#### Given instruction:
How many lines in the entries below contain the string "platform"? Matching is case-sensitive; state the count alone.

═══ Record list

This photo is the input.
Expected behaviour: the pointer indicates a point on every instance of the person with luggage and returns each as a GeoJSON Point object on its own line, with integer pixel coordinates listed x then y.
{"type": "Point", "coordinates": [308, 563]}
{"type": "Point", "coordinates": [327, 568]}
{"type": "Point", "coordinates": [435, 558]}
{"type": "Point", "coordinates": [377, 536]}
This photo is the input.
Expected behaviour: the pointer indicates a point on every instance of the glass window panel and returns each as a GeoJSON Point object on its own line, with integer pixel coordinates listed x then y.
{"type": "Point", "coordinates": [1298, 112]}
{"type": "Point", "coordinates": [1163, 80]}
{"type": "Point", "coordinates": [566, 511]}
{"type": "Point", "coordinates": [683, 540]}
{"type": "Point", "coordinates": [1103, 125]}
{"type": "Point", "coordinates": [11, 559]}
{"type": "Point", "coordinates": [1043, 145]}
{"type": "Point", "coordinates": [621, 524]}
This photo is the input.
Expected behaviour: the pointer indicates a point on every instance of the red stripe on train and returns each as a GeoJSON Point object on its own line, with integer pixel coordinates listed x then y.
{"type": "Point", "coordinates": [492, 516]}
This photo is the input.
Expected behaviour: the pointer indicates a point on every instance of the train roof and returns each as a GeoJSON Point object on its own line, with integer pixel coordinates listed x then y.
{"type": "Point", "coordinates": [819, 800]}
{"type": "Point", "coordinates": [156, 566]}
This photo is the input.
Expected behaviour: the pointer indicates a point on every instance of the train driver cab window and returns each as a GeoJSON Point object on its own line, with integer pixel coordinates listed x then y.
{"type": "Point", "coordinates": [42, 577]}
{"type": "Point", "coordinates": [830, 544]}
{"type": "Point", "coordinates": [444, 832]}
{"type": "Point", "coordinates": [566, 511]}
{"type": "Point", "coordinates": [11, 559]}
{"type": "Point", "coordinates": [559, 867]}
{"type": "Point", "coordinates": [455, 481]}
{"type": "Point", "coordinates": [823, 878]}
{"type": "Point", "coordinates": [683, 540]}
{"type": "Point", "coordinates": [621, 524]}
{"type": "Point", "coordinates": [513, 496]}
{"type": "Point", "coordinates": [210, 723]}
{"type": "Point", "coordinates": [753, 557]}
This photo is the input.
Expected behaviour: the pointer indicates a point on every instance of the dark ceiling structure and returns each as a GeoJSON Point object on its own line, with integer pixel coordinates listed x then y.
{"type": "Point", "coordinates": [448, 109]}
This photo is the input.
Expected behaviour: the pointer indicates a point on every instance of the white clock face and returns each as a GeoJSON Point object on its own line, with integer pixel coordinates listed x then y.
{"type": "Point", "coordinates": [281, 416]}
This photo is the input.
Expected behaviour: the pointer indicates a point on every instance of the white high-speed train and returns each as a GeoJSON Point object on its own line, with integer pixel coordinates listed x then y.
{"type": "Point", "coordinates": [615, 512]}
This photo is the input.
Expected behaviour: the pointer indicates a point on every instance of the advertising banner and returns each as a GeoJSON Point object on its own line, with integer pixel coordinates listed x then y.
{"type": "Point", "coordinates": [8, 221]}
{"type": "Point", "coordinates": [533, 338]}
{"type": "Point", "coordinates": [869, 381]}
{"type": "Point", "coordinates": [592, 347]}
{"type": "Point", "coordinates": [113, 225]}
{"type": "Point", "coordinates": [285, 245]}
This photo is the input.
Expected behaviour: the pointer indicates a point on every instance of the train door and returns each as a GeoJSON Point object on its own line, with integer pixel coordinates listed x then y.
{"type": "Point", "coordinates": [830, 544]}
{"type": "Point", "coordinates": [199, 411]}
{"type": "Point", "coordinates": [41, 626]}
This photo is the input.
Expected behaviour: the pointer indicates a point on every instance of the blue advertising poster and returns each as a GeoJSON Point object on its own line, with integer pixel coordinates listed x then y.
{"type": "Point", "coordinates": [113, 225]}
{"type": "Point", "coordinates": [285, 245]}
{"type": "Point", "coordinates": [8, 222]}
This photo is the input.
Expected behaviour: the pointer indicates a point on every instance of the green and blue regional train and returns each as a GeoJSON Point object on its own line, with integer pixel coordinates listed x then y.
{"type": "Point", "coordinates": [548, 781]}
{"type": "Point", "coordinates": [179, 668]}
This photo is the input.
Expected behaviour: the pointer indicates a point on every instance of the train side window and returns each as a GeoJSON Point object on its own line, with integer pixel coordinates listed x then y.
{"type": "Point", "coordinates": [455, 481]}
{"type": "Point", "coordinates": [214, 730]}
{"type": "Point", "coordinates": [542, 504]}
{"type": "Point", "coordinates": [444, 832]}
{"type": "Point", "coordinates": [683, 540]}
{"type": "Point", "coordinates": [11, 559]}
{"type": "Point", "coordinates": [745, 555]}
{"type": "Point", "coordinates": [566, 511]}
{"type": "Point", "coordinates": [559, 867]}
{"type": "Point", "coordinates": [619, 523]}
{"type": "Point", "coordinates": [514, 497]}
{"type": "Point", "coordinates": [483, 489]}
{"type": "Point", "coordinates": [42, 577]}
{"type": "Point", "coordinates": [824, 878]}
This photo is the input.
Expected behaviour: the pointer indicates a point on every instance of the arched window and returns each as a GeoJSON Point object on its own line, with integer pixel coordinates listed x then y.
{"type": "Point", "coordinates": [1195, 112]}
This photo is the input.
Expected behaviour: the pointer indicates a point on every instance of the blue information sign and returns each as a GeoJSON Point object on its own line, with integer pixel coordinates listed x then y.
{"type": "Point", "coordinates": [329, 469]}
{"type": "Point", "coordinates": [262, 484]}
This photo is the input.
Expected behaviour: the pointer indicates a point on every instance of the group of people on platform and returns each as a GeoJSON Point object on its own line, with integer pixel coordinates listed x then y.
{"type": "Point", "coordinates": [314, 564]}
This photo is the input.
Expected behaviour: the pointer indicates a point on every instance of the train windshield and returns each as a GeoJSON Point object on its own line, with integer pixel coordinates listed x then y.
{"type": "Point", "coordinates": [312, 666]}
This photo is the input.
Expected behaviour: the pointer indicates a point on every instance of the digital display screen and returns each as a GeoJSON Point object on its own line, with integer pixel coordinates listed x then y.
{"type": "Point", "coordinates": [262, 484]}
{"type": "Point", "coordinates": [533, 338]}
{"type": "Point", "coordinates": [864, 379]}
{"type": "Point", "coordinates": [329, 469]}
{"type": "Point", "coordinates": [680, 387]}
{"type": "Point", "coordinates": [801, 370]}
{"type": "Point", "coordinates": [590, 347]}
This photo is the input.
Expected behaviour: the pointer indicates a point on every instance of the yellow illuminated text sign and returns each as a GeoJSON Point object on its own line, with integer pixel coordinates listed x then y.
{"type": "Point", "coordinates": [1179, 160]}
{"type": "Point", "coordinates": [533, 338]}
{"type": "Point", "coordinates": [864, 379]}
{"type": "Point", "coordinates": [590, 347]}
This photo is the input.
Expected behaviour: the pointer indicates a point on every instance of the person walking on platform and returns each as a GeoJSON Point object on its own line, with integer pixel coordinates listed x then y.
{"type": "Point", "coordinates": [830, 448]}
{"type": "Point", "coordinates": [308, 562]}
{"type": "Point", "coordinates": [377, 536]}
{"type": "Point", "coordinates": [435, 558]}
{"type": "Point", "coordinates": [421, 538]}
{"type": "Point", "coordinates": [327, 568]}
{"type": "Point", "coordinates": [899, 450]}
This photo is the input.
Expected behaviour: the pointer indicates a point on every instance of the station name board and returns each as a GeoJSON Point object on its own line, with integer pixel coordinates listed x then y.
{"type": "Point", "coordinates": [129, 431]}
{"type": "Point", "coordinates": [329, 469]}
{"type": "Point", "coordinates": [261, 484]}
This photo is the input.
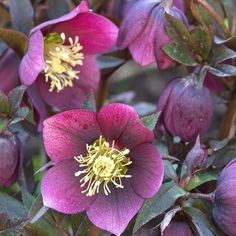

══════

#### Exercise output:
2